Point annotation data
====
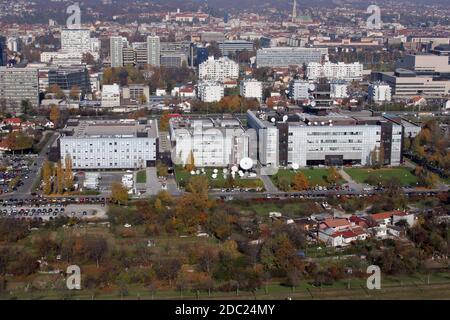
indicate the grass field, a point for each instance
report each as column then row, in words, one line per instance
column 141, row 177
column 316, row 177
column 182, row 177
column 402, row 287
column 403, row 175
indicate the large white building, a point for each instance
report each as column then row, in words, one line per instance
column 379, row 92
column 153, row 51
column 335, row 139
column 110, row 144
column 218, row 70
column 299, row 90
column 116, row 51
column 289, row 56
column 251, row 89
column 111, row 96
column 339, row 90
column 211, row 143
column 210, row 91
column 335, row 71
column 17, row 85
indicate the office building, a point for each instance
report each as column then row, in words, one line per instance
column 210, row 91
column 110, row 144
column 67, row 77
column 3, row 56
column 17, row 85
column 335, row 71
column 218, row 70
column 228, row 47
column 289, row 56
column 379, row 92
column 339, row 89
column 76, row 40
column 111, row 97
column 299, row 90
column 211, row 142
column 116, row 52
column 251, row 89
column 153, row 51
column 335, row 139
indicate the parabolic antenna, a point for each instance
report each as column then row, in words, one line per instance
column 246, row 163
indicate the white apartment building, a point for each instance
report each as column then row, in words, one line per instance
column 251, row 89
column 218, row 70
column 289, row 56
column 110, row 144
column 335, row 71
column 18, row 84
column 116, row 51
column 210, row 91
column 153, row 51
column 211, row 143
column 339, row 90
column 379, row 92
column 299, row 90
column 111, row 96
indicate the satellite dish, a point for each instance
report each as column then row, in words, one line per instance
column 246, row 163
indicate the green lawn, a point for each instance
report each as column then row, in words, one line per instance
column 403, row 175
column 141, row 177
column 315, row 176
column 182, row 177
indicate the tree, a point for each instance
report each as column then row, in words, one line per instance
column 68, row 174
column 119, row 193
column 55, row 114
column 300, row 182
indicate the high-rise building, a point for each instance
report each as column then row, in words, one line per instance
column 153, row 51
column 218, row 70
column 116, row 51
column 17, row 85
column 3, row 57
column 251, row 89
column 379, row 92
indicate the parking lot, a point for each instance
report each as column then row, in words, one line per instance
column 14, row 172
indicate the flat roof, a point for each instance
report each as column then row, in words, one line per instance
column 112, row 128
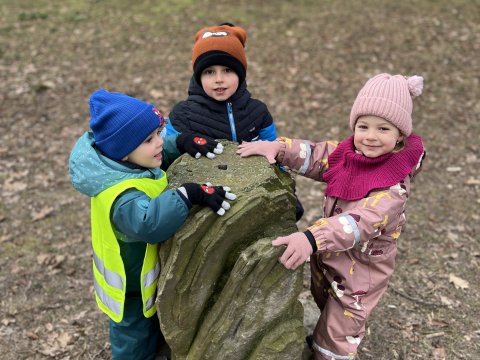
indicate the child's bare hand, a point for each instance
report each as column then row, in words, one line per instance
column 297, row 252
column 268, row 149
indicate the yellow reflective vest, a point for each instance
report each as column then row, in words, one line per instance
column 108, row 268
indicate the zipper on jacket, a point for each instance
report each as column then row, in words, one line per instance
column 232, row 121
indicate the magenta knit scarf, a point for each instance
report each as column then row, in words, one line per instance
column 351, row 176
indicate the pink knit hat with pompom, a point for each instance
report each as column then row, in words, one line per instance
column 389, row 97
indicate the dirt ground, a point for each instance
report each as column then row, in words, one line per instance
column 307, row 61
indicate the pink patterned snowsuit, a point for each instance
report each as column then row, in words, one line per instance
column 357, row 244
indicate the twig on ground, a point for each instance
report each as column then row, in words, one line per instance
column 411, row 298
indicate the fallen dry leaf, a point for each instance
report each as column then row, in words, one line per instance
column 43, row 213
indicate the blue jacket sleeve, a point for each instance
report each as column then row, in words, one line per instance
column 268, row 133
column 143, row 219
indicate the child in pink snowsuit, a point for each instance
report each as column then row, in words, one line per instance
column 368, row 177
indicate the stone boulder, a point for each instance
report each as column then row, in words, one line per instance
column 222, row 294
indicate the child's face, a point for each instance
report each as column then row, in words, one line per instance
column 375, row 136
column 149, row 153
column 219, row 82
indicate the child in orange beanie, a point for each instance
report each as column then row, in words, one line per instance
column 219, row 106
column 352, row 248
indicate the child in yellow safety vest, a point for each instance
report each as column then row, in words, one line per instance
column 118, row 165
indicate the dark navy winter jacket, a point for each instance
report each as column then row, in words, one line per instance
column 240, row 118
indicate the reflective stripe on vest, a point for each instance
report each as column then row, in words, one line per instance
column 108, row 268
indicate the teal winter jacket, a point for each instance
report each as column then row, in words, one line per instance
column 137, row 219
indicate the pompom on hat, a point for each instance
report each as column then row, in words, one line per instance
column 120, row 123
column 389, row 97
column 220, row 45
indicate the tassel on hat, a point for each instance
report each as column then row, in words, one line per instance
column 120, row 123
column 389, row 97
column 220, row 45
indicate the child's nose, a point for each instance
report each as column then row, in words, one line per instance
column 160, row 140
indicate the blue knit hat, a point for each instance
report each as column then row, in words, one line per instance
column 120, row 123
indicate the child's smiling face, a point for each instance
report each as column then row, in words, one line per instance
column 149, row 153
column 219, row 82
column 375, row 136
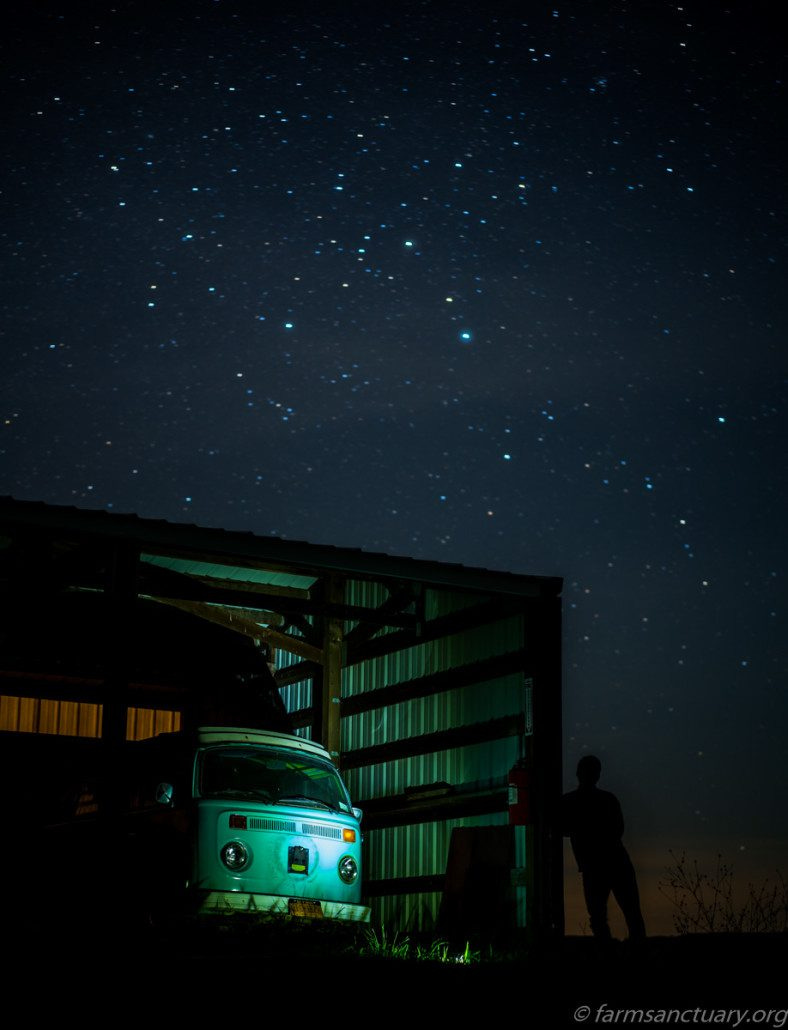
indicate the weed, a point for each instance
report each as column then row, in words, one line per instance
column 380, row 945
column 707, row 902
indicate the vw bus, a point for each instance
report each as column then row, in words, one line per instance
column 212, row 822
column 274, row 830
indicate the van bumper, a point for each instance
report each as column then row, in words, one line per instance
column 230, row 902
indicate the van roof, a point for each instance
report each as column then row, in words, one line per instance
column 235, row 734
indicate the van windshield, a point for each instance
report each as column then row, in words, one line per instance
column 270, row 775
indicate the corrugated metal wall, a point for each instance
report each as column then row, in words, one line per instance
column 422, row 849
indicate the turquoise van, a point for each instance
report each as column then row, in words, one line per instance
====
Copy out the lines of the data above, from the line with "indicate the zipper" to the line with "column 357, row 244", both included, keeping them word for word.

_Solution for this problem_
indicate the zipper on jacket, a point for each instance
report each as column then row, in words, one line per instance
column 232, row 121
indicate the magenta knit scarf, a point for each instance
report each as column then row, in words, one line per instance
column 351, row 176
indicate the pink knit hat with pompom, a point for each instance
report each as column then row, in words, one line per instance
column 389, row 97
indicate the dirt ground, a point for each instance
report each as column then row, in words, one line per instance
column 307, row 61
indicate the pink patterned snowsuit, a point for each instance
report each as column then row, in words, one line per instance
column 357, row 244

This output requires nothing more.